**THE PROBLEM:**
Please render the stretch of data from the line containing "indicate the green" through the end of the data as a Markdown table with the columns Row and Line. Number each line in Row, and leave out any blank lines.

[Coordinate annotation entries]
## begin

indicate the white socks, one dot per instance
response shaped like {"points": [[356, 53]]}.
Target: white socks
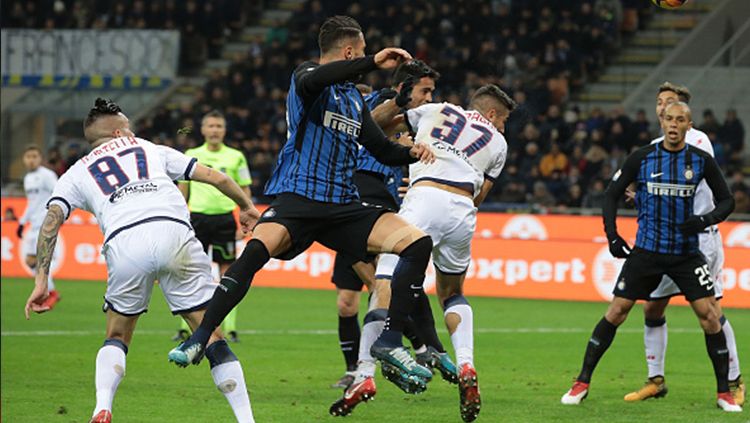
{"points": [[655, 340], [463, 337], [734, 361], [230, 380], [110, 369]]}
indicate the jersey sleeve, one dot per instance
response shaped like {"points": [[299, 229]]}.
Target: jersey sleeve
{"points": [[620, 181], [68, 194], [243, 172], [700, 140], [412, 117], [177, 165]]}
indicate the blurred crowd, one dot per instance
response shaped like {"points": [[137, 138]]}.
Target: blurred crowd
{"points": [[539, 51]]}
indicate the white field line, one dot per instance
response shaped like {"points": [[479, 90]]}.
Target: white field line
{"points": [[326, 332]]}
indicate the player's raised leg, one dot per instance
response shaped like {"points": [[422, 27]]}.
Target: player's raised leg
{"points": [[716, 345], [226, 371], [391, 234], [269, 239], [363, 387], [459, 319], [601, 339], [736, 384], [110, 363], [655, 342]]}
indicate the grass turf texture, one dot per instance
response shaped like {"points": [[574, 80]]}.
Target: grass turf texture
{"points": [[527, 354]]}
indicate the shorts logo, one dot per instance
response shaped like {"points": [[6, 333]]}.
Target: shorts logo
{"points": [[605, 272], [689, 173], [269, 213], [739, 237]]}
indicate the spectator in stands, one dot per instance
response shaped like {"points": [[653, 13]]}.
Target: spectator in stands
{"points": [[594, 198], [709, 124], [9, 215], [541, 195], [554, 161]]}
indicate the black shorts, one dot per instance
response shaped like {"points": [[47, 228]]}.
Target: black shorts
{"points": [[372, 190], [218, 231], [643, 271], [340, 227]]}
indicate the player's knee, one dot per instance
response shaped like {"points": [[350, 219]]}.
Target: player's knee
{"points": [[252, 259], [117, 343], [455, 299], [347, 307], [418, 250], [654, 310], [219, 353], [378, 314], [655, 323]]}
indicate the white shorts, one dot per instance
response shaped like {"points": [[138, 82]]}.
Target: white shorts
{"points": [[29, 241], [450, 219], [711, 245], [160, 250]]}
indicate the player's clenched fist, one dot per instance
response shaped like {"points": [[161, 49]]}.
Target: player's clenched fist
{"points": [[389, 58], [248, 218], [36, 300], [422, 152]]}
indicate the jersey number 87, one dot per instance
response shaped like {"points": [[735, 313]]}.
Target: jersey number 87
{"points": [[109, 175]]}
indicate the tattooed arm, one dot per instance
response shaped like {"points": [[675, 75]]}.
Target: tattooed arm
{"points": [[45, 248]]}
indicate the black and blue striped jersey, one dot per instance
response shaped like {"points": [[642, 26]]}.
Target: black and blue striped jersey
{"points": [[665, 191], [391, 175], [327, 121]]}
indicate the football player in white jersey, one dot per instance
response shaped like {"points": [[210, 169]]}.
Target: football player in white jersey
{"points": [[38, 184], [127, 183], [470, 153], [655, 328]]}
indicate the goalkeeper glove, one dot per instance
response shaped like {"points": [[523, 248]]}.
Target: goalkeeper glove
{"points": [[618, 247]]}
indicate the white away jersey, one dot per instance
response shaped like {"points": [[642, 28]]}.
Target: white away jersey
{"points": [[467, 147], [125, 181], [38, 185], [704, 200]]}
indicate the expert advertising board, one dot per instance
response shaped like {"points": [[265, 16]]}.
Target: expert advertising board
{"points": [[557, 257]]}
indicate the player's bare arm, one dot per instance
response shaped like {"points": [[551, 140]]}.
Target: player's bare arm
{"points": [[389, 58], [248, 213], [45, 249], [385, 114], [184, 189], [387, 152]]}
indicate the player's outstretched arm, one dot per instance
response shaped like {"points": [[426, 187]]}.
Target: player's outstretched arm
{"points": [[722, 197], [390, 153], [248, 213], [45, 249], [385, 114], [311, 80], [620, 181]]}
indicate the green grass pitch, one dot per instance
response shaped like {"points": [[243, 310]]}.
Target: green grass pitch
{"points": [[527, 354]]}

## end

**FINISHED EXERCISE:**
| Row | Line |
|---|---|
| 1 | indicate the green grass pitch, one dot per instance |
| 2 | response shaped like {"points": [[243, 310]]}. |
| 3 | Target: green grass pitch |
| 4 | {"points": [[527, 354]]} |